#### ACTION ITEM
Take each line of the entries below that contains "pedestrian" and copy it.

#### DATA UNDER STUDY
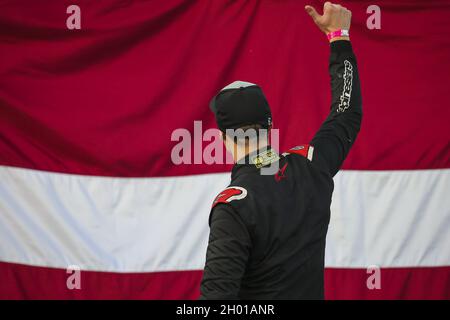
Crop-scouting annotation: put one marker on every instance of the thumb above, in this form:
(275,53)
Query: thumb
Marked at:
(312,12)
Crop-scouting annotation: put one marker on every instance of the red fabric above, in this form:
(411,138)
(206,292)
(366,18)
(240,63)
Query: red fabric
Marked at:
(396,283)
(225,195)
(105,99)
(301,150)
(50,283)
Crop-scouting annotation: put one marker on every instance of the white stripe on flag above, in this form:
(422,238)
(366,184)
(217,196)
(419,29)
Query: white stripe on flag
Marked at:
(387,218)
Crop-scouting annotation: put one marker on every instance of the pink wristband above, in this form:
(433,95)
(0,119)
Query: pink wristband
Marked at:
(338,33)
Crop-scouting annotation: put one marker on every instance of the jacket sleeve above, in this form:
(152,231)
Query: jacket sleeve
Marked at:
(227,255)
(337,134)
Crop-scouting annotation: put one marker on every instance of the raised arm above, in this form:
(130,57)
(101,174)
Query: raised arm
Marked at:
(337,134)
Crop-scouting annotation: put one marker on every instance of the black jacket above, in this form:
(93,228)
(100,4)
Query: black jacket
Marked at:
(267,237)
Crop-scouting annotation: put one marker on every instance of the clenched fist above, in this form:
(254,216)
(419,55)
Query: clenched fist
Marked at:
(334,17)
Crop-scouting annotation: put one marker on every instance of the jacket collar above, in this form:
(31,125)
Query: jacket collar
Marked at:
(254,161)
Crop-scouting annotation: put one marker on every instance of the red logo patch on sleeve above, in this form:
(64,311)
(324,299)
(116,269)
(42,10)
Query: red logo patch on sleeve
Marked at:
(230,194)
(304,150)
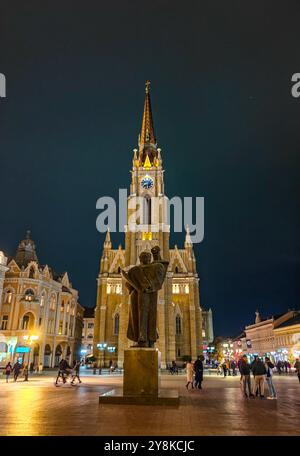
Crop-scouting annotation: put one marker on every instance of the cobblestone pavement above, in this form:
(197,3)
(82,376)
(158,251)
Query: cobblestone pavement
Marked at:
(40,408)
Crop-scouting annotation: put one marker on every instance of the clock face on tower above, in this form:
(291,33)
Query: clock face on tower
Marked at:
(147,182)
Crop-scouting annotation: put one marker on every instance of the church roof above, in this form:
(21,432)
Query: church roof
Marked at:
(147,131)
(26,251)
(89,312)
(295,320)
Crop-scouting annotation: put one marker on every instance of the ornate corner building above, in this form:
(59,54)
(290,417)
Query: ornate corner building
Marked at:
(40,318)
(180,325)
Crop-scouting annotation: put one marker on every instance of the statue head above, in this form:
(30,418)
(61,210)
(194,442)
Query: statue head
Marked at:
(145,257)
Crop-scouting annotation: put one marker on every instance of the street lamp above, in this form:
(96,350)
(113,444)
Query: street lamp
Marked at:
(30,340)
(102,347)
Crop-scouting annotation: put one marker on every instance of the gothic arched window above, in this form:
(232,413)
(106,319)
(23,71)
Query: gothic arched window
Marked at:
(178,325)
(116,324)
(147,211)
(29,295)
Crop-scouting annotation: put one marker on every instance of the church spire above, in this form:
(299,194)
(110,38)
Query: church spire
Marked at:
(107,242)
(147,135)
(188,240)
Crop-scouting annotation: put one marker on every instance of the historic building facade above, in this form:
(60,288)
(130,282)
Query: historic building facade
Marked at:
(179,311)
(40,317)
(277,336)
(88,333)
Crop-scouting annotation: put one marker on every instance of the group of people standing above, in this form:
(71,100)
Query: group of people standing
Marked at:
(261,370)
(17,369)
(194,373)
(65,370)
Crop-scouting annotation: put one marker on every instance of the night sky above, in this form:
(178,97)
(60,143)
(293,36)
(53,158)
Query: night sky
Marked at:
(224,117)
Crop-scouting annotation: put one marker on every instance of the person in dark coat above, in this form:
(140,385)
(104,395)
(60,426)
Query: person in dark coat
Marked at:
(76,372)
(16,370)
(62,371)
(245,373)
(8,371)
(198,368)
(259,371)
(25,372)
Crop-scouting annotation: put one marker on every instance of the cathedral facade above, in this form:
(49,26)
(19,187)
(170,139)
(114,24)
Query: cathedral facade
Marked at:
(40,317)
(179,314)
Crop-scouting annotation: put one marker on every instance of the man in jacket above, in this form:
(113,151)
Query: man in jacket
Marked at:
(269,366)
(245,373)
(297,367)
(16,370)
(259,372)
(198,368)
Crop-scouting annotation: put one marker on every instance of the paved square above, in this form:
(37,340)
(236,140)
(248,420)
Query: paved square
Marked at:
(40,408)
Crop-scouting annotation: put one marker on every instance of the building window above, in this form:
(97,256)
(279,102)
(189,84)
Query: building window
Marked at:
(4,322)
(176,289)
(8,297)
(116,324)
(29,295)
(42,302)
(28,321)
(178,325)
(52,302)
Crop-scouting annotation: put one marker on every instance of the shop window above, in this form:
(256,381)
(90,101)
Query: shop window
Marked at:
(4,322)
(8,297)
(29,295)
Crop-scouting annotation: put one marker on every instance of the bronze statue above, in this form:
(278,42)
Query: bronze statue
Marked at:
(143,283)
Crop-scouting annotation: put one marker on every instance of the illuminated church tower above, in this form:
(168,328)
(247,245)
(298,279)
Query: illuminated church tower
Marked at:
(179,313)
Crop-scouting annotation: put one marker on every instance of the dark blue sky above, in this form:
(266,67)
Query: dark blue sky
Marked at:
(224,118)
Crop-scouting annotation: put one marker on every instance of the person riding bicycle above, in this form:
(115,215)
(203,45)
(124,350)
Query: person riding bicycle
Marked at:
(63,371)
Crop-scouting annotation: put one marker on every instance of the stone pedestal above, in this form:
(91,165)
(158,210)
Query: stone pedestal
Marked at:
(140,372)
(141,381)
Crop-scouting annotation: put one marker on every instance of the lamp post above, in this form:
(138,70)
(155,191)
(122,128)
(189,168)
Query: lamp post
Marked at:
(30,340)
(102,347)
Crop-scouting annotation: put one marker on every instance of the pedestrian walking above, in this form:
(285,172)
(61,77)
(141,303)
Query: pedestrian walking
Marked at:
(8,371)
(198,368)
(297,367)
(76,372)
(279,367)
(189,374)
(233,367)
(269,377)
(62,371)
(16,370)
(25,372)
(259,372)
(225,369)
(245,371)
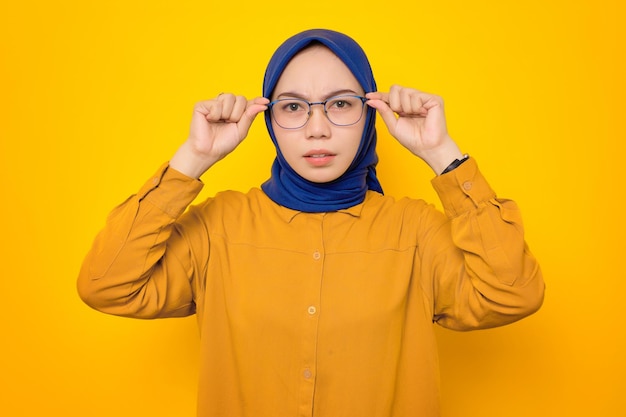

#### RESULT OF THE TASK
Crop-scouting annotation: put one marker on every instance of the pedestrian walking above, in this form:
Query: pedestrian walking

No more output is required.